▶ TO DO:
List each line in the records below that contains the word "background".

▶ DATA EXCERPTS:
----------------------------------------

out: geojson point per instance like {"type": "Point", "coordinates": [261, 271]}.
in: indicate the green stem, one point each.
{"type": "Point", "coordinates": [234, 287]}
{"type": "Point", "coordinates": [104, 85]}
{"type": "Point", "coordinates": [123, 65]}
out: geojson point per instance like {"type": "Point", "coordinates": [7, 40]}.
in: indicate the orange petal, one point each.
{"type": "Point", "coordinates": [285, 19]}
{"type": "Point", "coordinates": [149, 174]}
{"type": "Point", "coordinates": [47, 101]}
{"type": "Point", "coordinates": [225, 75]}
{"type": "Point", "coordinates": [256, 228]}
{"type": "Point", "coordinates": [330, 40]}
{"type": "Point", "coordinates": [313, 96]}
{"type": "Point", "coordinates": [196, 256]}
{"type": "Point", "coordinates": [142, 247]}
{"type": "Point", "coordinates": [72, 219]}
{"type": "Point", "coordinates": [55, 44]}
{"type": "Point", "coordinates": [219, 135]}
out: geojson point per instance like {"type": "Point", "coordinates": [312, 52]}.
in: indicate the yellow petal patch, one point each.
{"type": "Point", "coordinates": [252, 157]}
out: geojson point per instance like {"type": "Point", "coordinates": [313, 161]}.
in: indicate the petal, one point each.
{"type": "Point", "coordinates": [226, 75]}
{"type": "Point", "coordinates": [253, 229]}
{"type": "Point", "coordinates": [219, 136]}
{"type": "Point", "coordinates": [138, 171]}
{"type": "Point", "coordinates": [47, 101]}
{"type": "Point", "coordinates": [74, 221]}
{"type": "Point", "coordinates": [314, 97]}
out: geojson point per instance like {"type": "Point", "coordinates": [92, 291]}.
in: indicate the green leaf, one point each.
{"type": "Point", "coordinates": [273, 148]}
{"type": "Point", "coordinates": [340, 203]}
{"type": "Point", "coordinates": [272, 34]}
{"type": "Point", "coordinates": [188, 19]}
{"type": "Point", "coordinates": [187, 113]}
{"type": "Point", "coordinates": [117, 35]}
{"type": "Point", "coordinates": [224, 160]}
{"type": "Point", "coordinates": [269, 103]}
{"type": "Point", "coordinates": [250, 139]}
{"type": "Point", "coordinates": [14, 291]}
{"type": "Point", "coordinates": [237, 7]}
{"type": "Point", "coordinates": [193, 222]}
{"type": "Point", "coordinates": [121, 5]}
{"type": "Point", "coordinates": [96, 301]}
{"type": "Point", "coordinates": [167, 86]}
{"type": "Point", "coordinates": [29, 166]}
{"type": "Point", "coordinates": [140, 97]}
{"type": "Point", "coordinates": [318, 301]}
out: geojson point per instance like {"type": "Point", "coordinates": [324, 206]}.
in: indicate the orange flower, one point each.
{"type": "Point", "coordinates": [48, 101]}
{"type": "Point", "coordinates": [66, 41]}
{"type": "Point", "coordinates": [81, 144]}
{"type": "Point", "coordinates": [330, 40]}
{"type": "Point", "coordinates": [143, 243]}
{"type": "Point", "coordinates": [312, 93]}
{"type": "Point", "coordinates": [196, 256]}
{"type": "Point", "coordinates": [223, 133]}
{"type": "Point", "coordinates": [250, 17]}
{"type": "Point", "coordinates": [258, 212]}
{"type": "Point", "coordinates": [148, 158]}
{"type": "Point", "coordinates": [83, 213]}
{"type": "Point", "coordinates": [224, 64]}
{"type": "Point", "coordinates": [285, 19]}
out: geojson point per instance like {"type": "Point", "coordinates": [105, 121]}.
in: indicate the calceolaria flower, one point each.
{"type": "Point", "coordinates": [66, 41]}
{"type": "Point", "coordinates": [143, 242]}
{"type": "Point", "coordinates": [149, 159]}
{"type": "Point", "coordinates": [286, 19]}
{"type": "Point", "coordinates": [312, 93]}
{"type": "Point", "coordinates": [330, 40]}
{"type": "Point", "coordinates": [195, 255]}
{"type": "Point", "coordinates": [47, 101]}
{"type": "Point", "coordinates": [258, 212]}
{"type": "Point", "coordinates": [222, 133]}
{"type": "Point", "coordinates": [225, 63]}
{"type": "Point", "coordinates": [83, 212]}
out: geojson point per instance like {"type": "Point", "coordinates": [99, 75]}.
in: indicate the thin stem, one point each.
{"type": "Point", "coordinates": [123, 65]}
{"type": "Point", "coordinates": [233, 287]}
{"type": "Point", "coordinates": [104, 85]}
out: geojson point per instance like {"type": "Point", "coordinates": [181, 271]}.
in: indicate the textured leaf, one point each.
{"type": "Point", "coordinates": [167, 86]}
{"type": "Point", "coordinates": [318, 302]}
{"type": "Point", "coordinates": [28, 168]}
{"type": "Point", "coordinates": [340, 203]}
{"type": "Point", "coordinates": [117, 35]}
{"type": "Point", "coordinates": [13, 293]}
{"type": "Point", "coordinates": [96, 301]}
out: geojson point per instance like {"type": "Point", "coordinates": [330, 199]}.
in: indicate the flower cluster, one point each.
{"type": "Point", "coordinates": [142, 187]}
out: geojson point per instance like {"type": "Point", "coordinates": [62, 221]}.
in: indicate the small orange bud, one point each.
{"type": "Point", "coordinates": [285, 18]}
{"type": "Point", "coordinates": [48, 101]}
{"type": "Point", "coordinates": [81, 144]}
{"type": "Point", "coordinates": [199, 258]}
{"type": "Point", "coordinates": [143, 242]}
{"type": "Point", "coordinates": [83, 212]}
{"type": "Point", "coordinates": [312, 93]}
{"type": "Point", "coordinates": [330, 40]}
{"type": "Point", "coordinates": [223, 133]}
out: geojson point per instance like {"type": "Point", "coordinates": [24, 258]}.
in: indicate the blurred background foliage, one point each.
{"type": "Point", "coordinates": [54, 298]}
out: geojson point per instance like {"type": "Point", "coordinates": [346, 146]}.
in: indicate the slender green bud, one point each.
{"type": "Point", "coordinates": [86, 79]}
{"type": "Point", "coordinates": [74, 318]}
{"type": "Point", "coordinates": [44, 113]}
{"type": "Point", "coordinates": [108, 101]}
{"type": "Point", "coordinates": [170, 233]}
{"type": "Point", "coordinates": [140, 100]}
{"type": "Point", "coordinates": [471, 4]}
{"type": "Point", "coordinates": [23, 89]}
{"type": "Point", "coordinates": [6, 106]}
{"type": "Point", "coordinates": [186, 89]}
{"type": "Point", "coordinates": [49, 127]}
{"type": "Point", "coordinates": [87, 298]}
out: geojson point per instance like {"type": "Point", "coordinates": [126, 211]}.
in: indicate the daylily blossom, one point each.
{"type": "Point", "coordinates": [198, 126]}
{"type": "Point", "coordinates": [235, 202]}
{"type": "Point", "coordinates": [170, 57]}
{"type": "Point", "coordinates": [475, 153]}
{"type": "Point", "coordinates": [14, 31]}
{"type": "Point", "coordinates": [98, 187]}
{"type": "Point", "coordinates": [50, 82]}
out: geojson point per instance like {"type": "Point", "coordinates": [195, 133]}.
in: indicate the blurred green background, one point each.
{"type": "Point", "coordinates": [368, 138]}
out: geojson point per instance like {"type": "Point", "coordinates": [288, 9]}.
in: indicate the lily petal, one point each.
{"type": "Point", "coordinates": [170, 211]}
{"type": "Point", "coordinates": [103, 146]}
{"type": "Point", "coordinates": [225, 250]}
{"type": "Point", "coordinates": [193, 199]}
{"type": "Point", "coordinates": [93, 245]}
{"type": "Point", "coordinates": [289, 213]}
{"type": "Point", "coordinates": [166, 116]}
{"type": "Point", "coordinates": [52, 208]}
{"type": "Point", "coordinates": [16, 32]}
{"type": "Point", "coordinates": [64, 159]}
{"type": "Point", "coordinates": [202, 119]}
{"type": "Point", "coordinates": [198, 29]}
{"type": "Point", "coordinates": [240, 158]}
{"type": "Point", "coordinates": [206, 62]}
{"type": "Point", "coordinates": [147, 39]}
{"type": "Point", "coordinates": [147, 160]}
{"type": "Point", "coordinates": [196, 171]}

----------------------------------------

▶ EXERCISE SOLUTION:
in: indicate the blurred background foliage, one point each.
in: indicate the blurred green background, one point each.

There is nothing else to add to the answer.